### Dataset
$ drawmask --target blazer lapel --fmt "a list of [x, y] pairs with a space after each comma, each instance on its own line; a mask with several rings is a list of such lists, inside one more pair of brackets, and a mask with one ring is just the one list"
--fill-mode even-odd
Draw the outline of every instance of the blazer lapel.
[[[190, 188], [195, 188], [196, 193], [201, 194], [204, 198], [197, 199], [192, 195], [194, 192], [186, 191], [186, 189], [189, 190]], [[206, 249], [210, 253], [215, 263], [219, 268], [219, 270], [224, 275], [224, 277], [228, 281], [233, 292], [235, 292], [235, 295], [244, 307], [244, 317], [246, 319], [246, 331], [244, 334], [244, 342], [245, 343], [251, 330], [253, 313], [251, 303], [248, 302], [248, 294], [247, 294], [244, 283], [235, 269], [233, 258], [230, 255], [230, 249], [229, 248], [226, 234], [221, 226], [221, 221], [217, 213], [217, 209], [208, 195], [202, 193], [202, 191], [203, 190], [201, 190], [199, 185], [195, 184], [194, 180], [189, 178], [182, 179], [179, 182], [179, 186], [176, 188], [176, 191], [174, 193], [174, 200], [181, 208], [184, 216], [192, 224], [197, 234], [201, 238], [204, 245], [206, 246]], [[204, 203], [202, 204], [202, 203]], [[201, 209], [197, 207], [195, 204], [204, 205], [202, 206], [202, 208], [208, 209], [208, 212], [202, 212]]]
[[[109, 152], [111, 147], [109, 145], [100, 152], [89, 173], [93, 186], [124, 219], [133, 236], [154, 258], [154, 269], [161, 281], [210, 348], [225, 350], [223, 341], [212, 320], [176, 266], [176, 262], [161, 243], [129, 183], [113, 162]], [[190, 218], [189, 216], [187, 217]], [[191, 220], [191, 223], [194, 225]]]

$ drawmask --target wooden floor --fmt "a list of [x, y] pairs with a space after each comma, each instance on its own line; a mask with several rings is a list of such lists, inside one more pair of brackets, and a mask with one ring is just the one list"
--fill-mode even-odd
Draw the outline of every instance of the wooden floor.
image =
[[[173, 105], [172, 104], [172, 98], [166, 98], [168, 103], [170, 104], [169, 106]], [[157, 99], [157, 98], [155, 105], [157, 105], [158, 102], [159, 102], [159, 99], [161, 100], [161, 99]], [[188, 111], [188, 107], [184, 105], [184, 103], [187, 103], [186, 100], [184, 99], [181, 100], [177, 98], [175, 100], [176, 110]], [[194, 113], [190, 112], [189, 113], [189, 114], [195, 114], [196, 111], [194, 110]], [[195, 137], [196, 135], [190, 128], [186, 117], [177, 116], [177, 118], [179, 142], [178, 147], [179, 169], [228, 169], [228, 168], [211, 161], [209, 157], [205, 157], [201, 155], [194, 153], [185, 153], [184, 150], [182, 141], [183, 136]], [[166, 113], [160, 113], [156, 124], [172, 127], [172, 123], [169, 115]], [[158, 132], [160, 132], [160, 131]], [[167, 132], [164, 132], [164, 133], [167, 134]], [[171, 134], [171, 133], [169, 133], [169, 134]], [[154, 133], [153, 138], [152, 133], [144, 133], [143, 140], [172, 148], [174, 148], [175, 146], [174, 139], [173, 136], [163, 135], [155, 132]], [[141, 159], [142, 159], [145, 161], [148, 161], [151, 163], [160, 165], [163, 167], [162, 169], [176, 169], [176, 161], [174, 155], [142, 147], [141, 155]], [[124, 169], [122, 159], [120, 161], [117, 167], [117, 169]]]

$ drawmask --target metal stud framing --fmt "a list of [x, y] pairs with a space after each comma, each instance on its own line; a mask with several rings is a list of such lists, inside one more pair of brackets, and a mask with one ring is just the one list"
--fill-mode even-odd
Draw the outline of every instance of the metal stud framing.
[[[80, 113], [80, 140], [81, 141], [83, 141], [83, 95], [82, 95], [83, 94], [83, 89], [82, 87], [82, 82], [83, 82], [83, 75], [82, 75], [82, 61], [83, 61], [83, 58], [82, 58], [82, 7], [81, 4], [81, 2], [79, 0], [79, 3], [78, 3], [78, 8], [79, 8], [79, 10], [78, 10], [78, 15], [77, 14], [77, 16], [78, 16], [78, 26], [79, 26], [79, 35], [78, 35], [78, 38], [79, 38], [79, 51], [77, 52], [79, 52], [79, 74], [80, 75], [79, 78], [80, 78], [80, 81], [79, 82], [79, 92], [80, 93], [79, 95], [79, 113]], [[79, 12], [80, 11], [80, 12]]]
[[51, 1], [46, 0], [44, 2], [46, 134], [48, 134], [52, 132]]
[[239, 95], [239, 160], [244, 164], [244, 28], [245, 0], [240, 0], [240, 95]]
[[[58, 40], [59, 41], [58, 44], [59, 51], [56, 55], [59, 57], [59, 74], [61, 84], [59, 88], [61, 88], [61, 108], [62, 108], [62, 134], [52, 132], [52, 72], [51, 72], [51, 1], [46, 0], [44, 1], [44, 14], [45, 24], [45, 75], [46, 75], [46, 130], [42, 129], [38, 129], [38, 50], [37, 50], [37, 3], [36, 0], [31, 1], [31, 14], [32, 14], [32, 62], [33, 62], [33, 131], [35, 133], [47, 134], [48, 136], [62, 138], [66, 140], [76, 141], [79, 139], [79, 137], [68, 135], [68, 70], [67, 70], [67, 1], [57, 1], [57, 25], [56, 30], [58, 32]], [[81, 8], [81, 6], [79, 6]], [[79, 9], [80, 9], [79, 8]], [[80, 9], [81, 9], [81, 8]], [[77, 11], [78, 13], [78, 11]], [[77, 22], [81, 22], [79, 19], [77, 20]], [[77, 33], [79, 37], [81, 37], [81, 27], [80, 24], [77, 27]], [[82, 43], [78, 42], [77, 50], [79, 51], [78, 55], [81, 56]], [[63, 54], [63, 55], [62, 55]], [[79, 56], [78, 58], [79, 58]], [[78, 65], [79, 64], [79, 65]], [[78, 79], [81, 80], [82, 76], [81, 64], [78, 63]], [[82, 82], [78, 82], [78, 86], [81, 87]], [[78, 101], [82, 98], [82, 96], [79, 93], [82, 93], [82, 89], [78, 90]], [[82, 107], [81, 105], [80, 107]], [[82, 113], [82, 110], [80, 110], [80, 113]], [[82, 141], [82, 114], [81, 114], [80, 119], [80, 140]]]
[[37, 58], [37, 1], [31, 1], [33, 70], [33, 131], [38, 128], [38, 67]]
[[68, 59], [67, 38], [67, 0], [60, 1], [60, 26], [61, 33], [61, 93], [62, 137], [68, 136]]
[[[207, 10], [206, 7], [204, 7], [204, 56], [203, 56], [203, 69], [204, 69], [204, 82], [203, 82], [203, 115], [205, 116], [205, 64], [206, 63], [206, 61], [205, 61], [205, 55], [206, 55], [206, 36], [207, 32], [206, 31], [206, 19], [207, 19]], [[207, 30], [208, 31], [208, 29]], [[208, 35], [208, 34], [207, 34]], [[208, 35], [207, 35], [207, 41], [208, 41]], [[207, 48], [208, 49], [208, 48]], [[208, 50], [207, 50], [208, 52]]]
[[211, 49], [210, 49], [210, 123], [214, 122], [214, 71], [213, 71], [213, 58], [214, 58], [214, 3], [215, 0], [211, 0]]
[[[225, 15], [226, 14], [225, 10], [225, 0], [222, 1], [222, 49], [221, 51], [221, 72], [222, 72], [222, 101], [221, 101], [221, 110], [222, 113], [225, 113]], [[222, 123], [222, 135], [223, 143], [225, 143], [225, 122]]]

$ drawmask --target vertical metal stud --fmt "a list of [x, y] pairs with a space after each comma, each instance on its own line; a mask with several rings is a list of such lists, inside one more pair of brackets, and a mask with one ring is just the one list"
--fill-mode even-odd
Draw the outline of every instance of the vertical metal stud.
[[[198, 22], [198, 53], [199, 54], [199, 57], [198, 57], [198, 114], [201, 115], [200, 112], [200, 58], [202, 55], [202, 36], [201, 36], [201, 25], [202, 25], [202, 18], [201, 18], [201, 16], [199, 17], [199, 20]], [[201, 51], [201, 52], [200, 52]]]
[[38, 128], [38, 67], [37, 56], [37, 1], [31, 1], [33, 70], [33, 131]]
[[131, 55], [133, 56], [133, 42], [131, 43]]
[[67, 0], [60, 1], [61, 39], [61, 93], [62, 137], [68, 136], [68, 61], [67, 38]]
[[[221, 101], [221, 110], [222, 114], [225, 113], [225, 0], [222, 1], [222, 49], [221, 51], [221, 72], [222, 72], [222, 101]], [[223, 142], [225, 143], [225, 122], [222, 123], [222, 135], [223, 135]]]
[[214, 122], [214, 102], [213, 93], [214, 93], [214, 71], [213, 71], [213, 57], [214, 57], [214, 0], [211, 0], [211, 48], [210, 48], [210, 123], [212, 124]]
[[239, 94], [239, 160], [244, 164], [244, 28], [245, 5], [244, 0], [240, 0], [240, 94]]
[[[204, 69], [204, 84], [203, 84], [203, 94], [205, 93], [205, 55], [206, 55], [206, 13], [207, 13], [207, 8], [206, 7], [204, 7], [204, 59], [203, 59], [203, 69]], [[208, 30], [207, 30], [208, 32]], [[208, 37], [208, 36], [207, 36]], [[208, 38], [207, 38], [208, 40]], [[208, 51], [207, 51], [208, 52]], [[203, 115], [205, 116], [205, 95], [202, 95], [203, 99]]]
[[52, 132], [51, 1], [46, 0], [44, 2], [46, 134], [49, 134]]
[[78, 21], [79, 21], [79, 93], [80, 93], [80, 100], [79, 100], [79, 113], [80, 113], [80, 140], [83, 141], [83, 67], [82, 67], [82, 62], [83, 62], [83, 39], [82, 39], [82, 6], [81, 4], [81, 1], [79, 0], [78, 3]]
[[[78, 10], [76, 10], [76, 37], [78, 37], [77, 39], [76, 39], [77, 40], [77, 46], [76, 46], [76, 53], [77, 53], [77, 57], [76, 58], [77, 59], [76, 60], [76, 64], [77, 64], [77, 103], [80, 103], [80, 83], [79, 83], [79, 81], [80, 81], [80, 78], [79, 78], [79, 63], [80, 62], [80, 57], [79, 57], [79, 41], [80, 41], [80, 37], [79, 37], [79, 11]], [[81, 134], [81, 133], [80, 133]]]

### Your task
Could you copy out, word for word, the stretch from the start of the rows through the line containing "Draw the outline of every instance of the blazer", including both ends?

### Exercise response
$ drawmask --target blazer lapel --fmt "a list of [x, y] pairs with a space after each comma, each instance on its own line; a mask with several rings is a list of such lists, inside one more pair of brackets, and a mask with one ring is just the one list"
--fill-mode even-odd
Draw the outline of every instance of the blazer lapel.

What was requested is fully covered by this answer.